**Problem:**
Find every line in the data below that contains the word "candle", treating uppercase and lowercase as different, and copy each of those lines.
[begin Materials provided]
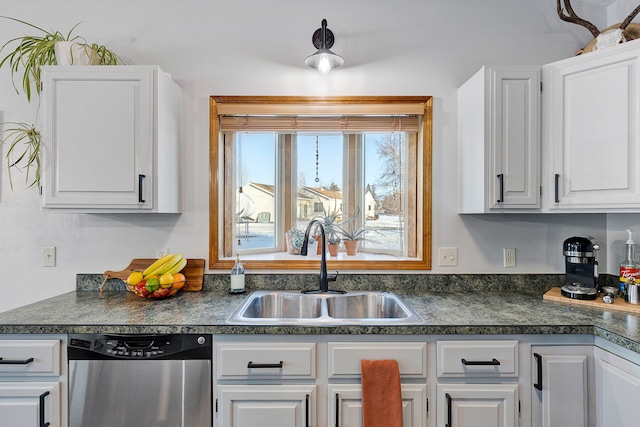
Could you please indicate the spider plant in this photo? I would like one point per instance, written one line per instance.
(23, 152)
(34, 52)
[end Materials provided]
[begin Materials provided]
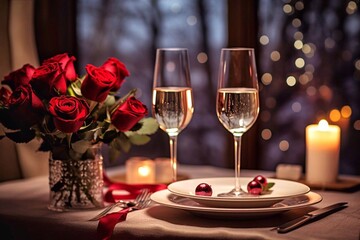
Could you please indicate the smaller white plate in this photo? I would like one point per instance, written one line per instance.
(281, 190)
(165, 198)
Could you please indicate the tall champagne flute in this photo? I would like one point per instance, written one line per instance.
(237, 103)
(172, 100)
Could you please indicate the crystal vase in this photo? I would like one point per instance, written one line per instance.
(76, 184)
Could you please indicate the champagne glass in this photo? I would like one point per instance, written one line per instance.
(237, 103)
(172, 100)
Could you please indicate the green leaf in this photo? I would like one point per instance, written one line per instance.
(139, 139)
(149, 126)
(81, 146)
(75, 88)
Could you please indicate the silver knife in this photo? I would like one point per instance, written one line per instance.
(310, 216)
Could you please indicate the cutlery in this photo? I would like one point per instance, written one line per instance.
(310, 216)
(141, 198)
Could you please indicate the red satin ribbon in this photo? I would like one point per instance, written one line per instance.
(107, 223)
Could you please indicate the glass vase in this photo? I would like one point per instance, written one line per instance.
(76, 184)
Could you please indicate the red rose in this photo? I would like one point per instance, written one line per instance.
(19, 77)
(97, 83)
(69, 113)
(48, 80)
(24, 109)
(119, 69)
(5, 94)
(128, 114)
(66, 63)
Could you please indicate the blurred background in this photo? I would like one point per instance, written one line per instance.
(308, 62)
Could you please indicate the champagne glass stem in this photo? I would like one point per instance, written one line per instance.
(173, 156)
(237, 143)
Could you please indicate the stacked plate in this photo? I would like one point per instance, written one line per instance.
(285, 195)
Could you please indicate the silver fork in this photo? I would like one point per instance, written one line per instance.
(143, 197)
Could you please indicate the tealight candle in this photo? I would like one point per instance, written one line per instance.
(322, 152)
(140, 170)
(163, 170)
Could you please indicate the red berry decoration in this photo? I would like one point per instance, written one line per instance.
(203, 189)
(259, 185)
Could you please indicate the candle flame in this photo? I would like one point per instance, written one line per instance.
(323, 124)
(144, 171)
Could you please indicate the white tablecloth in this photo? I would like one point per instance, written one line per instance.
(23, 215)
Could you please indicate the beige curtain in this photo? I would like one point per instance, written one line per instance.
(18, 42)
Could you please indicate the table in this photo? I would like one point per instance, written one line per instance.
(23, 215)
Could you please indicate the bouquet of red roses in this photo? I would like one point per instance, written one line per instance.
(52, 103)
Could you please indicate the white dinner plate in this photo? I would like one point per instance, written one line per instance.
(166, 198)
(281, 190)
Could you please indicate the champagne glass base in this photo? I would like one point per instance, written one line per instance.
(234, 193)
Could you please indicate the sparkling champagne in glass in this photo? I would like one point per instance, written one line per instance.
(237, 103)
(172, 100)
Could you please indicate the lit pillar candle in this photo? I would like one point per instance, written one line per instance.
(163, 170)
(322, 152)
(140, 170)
[end Materials provided]
**Response to the exercise:**
Could you please indicate the tealight candle in this photo? I would like one point per instance, written one line per instance.
Could you please indicate the candle flame in this photo? I would like one point per instance, written one line per instance.
Could you please indicate the lit pillar candle in this photo? I would like one point per instance, written one line per instance.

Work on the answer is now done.